Passage fourni »
# # # # #

Dossier : IMM-1445-16

Référence : 2016 CF 1411

[TRADUCTION FRANÇAISE]

Ottawa (Ontario), le 23 décembre 2016

En présence de monsieur le juge Southcott

ENTRE :

SYLVIA JILL SABIITI

demanderesse

et

LE MINISTRE DE LA CITOYENNETÉ ET DE L’IMMIGRATION

défendeur

JUGEMENT ET MOTIFS

I.                    Aperçu général

[1]               Il s’agit du contrôle judiciaire de la décision du 22 mars 2016 qu’a rendue la Section de la protection des réfugiés (SPR) de la Commission de l’immigration et du statut de réfugié du Canada, dans laquelle la SPR a déclaré que la demanderesse n’était pas réfugiée au sens de la Convention aux termes de l’article 96 de la Loi sur l’immigration et la protection des réfugiés, L.C. 2001, ch. 27 (LIPR), ni une personne à protéger aux termes de l’article 97 de la LIPR. La demanderesse, Mme Sylvia Jill Sabiiti, citoyenne de l’Ouganda, demandait l’asile pour être protégée de la violence conjugale exercée contre elle par son mari et sa deuxième épouse.

# # # # #

Données fournies »
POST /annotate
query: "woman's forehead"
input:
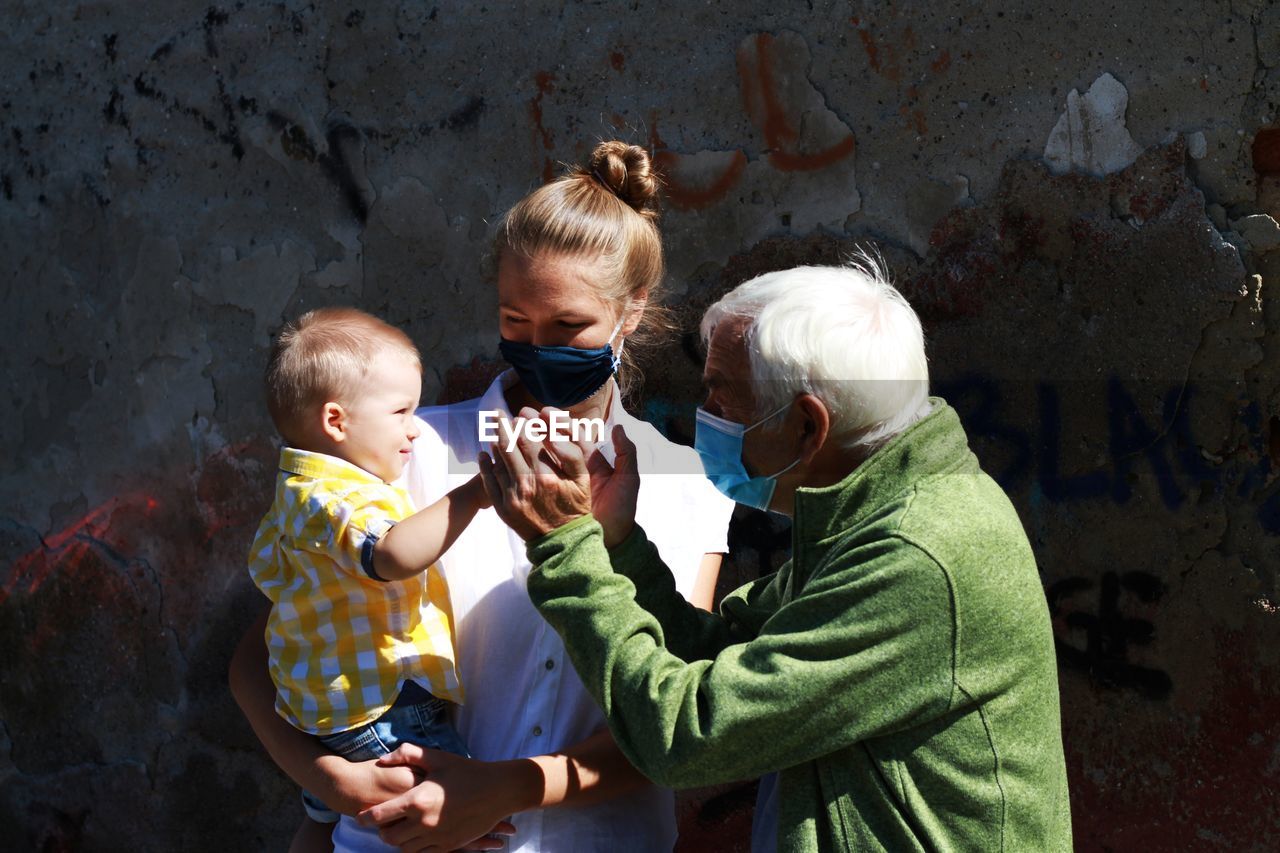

# # # # #

Travail à faire »
Recopiez, s'il vous plaît, le texte du jugement compris entre « I.                    Aperçu général » et « et sa deuxième épouse. », ces deux segments inclus.

Résultat »
I.                    Aperçu général

[1]               Il s’agit du contrôle judiciaire de la décision du 22 mars 2016 qu’a rendue la Section de la protection des réfugiés (SPR) de la Commission de l’immigration et du statut de réfugié du Canada, dans laquelle la SPR a déclaré que la demanderesse n’était pas réfugiée au sens de la Convention aux termes de l’article 96 de la Loi sur l’immigration et la protection des réfugiés, L.C. 2001, ch. 27 (LIPR), ni une personne à protéger aux termes de l’article 97 de la LIPR. La demanderesse, Mme Sylvia Jill Sabiiti, citoyenne de l’Ouganda, demandait l’asile pour être protégée de la violence conjugale exercée contre elle par son mari et sa deuxième épouse.